- EXTRACTED TEXT -
=== Begin Enclosure ===

Microsoft.Extensions.AI

Overview

Microsoft.Extensions.AI provides a set of provider-agnostic abstractions for AI services in .NET, centered on IChatClient for chat completions and IEmbeddingGenerator<,> for vector embeddings. It follows the same patterns as ILogger and HttpClient in .NET -- services program against interfaces, providers are configured at the composition root, and middleware can be composed in pipelines for caching, telemetry, rate limiting, and function calling.

=== End Enclosure ===

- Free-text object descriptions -

=== Begin Enclosure ===

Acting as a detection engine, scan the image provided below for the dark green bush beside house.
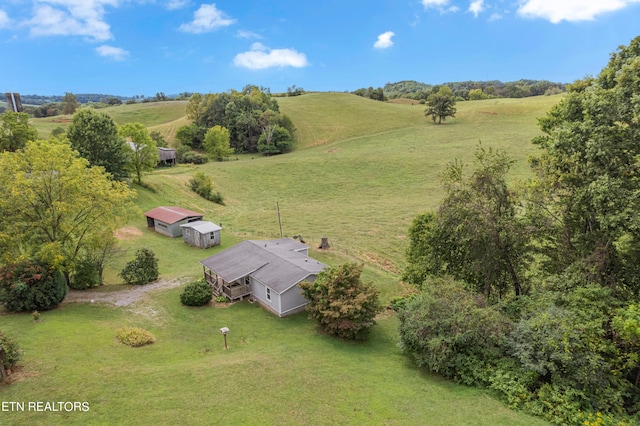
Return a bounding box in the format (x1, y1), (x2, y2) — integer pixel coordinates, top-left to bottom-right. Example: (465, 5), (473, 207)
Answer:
(0, 261), (67, 312)
(180, 278), (213, 306)
(119, 248), (159, 284)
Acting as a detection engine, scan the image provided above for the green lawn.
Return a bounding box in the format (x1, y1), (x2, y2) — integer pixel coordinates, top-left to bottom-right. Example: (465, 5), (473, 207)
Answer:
(0, 93), (560, 425)
(0, 289), (543, 425)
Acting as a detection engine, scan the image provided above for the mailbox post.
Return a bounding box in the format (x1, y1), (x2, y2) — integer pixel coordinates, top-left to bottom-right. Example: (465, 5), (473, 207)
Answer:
(220, 327), (229, 349)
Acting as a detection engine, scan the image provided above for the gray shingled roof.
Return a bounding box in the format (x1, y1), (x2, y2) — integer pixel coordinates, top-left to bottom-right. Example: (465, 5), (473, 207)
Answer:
(200, 238), (327, 293)
(180, 220), (222, 234)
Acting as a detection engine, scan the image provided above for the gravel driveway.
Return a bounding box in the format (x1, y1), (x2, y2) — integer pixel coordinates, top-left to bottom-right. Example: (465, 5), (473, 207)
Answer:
(64, 279), (186, 306)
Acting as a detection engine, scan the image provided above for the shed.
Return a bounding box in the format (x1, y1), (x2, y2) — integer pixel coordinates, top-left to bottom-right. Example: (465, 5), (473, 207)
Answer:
(144, 206), (203, 238)
(180, 220), (222, 248)
(200, 238), (327, 317)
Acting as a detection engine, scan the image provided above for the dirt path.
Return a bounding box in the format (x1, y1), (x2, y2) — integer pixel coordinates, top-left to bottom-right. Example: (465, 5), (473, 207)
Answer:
(63, 279), (185, 306)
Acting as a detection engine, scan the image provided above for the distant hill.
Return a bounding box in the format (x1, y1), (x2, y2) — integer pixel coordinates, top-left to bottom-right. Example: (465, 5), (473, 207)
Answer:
(3, 92), (134, 105)
(383, 79), (566, 100)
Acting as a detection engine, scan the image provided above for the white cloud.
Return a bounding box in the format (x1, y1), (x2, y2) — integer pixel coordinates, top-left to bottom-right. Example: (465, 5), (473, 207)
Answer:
(422, 0), (449, 9)
(373, 31), (395, 49)
(96, 44), (129, 61)
(0, 9), (11, 28)
(518, 0), (640, 24)
(469, 0), (484, 18)
(236, 30), (262, 40)
(180, 4), (236, 34)
(233, 43), (309, 70)
(165, 0), (190, 10)
(24, 0), (119, 41)
(421, 0), (460, 13)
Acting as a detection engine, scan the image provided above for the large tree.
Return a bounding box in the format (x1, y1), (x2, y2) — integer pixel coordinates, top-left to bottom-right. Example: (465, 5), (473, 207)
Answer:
(0, 110), (38, 151)
(300, 263), (382, 340)
(203, 125), (233, 161)
(67, 108), (131, 180)
(118, 123), (158, 183)
(529, 37), (640, 292)
(404, 148), (530, 297)
(0, 140), (133, 281)
(424, 86), (456, 124)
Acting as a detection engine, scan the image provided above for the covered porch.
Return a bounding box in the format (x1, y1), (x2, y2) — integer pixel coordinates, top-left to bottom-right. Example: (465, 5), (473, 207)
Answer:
(203, 267), (251, 302)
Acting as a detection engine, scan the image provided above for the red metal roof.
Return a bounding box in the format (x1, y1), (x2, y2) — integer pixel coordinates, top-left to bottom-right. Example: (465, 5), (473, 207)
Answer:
(144, 206), (204, 224)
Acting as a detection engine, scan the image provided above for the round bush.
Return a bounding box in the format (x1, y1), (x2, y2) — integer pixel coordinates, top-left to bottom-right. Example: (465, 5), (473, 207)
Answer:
(0, 261), (67, 312)
(69, 259), (100, 290)
(180, 279), (213, 306)
(116, 327), (156, 348)
(120, 248), (159, 284)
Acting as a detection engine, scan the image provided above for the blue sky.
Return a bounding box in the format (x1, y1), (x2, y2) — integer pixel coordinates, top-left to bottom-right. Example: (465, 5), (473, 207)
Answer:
(0, 0), (640, 96)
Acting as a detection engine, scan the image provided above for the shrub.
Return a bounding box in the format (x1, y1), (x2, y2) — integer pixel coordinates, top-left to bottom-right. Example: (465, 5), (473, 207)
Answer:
(0, 261), (67, 312)
(69, 259), (100, 290)
(300, 263), (382, 340)
(176, 150), (209, 164)
(189, 172), (224, 205)
(180, 279), (212, 306)
(389, 294), (417, 312)
(398, 279), (511, 385)
(258, 126), (293, 155)
(116, 327), (156, 348)
(119, 248), (158, 284)
(0, 331), (21, 370)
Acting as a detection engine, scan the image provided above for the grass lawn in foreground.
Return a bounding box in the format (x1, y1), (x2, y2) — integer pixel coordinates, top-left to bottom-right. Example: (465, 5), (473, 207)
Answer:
(0, 289), (544, 425)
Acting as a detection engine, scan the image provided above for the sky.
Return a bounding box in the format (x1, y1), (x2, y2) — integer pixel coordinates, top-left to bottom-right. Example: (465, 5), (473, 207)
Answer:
(0, 0), (640, 97)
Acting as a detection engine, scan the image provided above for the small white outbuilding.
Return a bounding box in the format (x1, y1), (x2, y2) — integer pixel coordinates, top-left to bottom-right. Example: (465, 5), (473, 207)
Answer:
(180, 220), (222, 248)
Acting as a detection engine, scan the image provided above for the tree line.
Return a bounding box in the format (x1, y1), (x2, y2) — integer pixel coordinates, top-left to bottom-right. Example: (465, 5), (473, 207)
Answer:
(383, 79), (566, 101)
(399, 37), (640, 424)
(176, 85), (295, 159)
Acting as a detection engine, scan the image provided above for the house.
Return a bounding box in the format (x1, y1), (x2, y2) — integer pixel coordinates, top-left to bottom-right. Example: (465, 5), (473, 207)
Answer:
(200, 238), (327, 317)
(180, 220), (222, 248)
(144, 206), (203, 238)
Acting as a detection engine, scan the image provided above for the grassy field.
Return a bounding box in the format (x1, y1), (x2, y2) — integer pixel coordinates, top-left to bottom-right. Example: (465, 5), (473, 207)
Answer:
(30, 101), (187, 140)
(0, 93), (560, 425)
(0, 289), (543, 425)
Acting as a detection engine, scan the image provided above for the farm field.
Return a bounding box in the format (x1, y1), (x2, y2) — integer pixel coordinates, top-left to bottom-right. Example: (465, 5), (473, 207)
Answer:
(0, 93), (561, 425)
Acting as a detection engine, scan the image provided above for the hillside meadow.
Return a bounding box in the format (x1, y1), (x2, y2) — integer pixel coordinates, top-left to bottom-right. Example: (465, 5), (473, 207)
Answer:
(0, 93), (560, 425)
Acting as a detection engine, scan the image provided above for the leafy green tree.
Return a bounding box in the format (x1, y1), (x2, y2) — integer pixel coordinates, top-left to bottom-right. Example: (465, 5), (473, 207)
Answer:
(424, 86), (456, 124)
(175, 124), (206, 149)
(258, 124), (292, 155)
(300, 263), (382, 340)
(62, 92), (80, 114)
(119, 248), (159, 285)
(398, 279), (512, 385)
(203, 125), (233, 161)
(404, 147), (531, 298)
(0, 110), (38, 152)
(528, 37), (640, 294)
(0, 261), (67, 312)
(149, 130), (169, 148)
(0, 139), (133, 281)
(67, 108), (131, 180)
(118, 123), (159, 183)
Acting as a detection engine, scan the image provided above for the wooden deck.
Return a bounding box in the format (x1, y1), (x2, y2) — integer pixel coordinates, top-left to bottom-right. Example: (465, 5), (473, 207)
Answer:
(204, 271), (251, 302)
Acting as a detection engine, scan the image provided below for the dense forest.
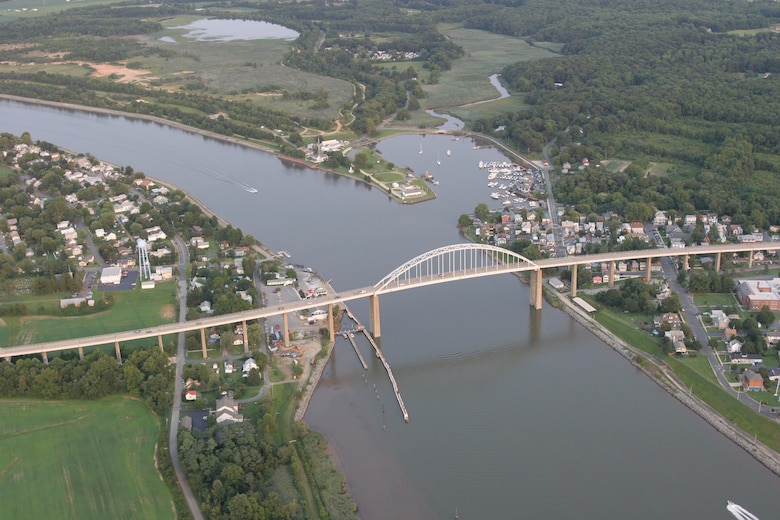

=== End Enclosure ===

Continue the Microsoft.Extensions.AI overview, starting right after its last sentence.

- EXPECTED ANSWER -
NuGet Packages

bash

dotnet add package Microsoft.Extensions.AI
dotnet add package Microsoft.Extensions.AI.OpenAI        # OpenAI / Azure OpenAI provider
dotnet add package Microsoft.Extensions.AI.Ollama        # Ollama local models
dotnet add package Microsoft.Extensions.AI.AzureAIInference  # Azure AI model catalog

Basic Chat Completion

csharp

using Microsoft.Extensions.AI;

IChatClient chatClient = new OllamaChatClient(new Uri("http://localhost:11434"), "llama3.1");

var response = await chatClient.GetResponseAsync("What is dependency injection?");
Console.WriteLine(response.Messages.Last().Text);

Streaming Chat Completion

csharp

using Microsoft.Extensions.AI;

IChatClient chatClient = new OpenAIChatClient("gpt-4o", apiKey);

await foreach (var update in chatClient.GetStreamingResponseAsync("Explain SOLID principles"))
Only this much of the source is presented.